▶ **What is required**
Reproduce every entry precisely as written.

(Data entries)
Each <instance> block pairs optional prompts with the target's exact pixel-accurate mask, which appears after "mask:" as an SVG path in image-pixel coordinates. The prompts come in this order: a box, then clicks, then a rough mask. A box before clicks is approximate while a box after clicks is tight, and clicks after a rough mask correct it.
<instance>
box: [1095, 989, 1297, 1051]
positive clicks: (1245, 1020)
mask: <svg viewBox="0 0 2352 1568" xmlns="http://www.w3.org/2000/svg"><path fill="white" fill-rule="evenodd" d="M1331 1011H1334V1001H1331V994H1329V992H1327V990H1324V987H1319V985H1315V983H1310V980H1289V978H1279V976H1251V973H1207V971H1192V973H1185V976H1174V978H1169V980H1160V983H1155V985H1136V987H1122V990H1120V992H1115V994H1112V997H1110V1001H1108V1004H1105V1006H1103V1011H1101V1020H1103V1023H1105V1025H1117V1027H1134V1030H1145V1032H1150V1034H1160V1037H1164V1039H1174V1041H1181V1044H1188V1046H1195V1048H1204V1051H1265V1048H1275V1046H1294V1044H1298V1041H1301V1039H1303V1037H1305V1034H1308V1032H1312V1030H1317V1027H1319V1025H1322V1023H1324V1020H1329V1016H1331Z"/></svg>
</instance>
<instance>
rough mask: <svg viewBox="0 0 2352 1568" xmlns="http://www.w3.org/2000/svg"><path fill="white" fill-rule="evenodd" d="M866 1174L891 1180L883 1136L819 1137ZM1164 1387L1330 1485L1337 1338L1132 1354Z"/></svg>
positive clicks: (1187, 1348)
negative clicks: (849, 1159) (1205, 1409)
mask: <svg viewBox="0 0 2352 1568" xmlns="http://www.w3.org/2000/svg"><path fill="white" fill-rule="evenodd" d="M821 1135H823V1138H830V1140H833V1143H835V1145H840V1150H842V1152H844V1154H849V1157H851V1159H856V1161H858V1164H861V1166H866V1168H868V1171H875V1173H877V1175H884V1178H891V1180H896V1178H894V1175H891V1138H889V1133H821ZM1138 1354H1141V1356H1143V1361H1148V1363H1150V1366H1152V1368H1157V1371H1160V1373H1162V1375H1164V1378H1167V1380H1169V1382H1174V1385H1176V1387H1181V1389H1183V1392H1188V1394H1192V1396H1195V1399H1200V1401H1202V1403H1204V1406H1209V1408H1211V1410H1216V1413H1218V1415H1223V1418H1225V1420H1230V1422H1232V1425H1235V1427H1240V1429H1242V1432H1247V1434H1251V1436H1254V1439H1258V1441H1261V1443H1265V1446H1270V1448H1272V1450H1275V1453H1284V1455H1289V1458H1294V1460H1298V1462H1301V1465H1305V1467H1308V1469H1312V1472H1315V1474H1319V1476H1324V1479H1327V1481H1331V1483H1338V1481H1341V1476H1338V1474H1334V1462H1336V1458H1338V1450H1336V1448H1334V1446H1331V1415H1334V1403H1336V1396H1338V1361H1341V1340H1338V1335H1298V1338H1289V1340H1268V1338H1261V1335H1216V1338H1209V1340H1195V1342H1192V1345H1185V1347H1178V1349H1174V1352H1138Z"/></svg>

▶ **Solved exercise**
Each <instance> block pairs optional prompts with the target's exact pixel-accurate mask, which appears after "mask:" as an SVG path in image-pixel coordinates. The prompts come in this order: a box, then clicks, then a rough mask. A box before clicks is approximate while a box after clicks is tight, and clicks after a rough mask correct it.
<instance>
box: [1095, 989, 1297, 1051]
positive clicks: (1245, 1020)
mask: <svg viewBox="0 0 2352 1568" xmlns="http://www.w3.org/2000/svg"><path fill="white" fill-rule="evenodd" d="M1331 1011H1334V1001H1331V994H1329V992H1327V990H1324V987H1319V985H1315V983H1310V980H1289V978H1279V976H1251V973H1207V971H1192V973H1185V976H1174V978H1169V980H1160V983H1155V985H1136V987H1122V990H1120V992H1115V994H1112V997H1110V1001H1108V1004H1105V1006H1103V1011H1101V1020H1103V1023H1105V1025H1117V1027H1134V1030H1145V1032H1150V1034H1160V1037H1164V1039H1174V1041H1181V1044H1188V1046H1195V1048H1204V1051H1265V1048H1275V1046H1294V1044H1298V1041H1301V1039H1303V1037H1305V1034H1308V1032H1312V1030H1317V1027H1319V1025H1322V1023H1324V1020H1329V1016H1331Z"/></svg>
</instance>
<instance>
rough mask: <svg viewBox="0 0 2352 1568" xmlns="http://www.w3.org/2000/svg"><path fill="white" fill-rule="evenodd" d="M866 1174L891 1180L883 1136L819 1137ZM1164 1387L1330 1485L1337 1338L1132 1354Z"/></svg>
positive clicks: (1187, 1348)
negative clicks: (849, 1159) (1205, 1409)
mask: <svg viewBox="0 0 2352 1568" xmlns="http://www.w3.org/2000/svg"><path fill="white" fill-rule="evenodd" d="M821 1135H823V1138H830V1140H833V1143H835V1145H840V1150H842V1152H844V1154H849V1157H851V1159H856V1161H858V1164H861V1166H866V1168H868V1171H875V1173H877V1175H884V1178H891V1180H896V1178H894V1175H891V1138H889V1133H821ZM1138 1354H1141V1356H1143V1361H1148V1363H1150V1366H1152V1368H1157V1371H1160V1373H1162V1375H1164V1378H1167V1380H1169V1382H1174V1385H1176V1387H1181V1389H1183V1392H1188V1394H1192V1396H1195V1399H1200V1401H1202V1403H1204V1406H1209V1408H1211V1410H1216V1413H1218V1415H1223V1418H1225V1420H1230V1422H1232V1425H1235V1427H1240V1429H1242V1432H1247V1434H1251V1436H1254V1439H1258V1441H1261V1443H1265V1446H1270V1448H1272V1450H1275V1453H1284V1455H1289V1458H1294V1460H1298V1462H1301V1465H1305V1467H1308V1469H1312V1472H1315V1474H1319V1476H1324V1479H1327V1481H1331V1483H1338V1481H1341V1476H1338V1474H1334V1462H1336V1458H1338V1450H1336V1448H1334V1446H1331V1415H1334V1403H1336V1396H1338V1361H1341V1340H1338V1335H1298V1338H1289V1340H1268V1338H1261V1335H1216V1338H1209V1340H1195V1342H1192V1345H1185V1347H1178V1349H1174V1352H1138Z"/></svg>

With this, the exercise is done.